What this task involves: Check each statement against the fee filing excerpt below, answering yes or no and quoting the exact words of the excerpt that decide it. 1. The proposed standard fee for executions of Removed Volume is $0.0029 per share. 2. The proposed fee is higher than what several other exchanges charge to remove liquidity. 3. The proposed fee will apply to only some Members.

Document segment:
— Begin —
Similarly, the Exchange believes that the proposed increased
standard fee charged for executions of Removed Volume (i.e., $0.0029
per share) is reasonable and appropriate because it represents only a
modest increase (i.e., $0.0001 per share) from the current standard fee
charged for executions of Removed Volume (i.e., $0.0028 per share) and,
as noted above, remains lower than, and competitive with, the standard
fee to remove liquidity in securities priced at or above $1.00 per
share charged by several other exchanges.\26\ The Exchange further
believes that the proposed increased standard fee charged for
executions of Removed Volume is equitably allocated and not unfairly
discriminatory because it will apply equally to all Members.
---------------------------------------------------------------------------
\26\ See supra note 20.
— End —
Dataset:
— Begin —
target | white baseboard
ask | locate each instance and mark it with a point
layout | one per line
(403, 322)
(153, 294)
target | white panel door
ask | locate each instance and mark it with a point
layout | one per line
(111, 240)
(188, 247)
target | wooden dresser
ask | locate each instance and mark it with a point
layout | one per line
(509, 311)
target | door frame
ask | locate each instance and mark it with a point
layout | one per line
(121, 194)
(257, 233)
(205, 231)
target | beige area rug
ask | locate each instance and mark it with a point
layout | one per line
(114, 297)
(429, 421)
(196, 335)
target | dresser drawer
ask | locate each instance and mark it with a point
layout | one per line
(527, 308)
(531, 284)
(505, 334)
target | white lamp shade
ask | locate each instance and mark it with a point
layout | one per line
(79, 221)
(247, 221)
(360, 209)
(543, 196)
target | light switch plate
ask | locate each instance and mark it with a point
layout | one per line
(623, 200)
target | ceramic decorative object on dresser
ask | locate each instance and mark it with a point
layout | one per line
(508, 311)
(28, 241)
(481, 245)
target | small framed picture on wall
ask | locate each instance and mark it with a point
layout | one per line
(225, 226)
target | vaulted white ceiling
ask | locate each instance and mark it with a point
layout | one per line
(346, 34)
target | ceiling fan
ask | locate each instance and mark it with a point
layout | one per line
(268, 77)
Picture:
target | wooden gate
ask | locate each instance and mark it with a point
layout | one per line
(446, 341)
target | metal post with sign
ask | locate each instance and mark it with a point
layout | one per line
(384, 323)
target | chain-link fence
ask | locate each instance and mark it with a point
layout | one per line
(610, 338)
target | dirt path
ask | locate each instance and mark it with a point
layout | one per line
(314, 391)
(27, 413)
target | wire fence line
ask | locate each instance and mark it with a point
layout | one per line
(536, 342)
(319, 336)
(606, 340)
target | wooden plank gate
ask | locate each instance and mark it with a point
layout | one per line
— End —
Result for this task:
1. Yes: "the proposed increased standard fee charged for executions of Removed Volume (i.e., $0.0029 per share)"
2. No: "remains lower than, and competitive with, the standard fee to remove liquidity in securities priced at or above $1.00 per share charged by several other exchanges"
3. No: "it will apply equally to all Members"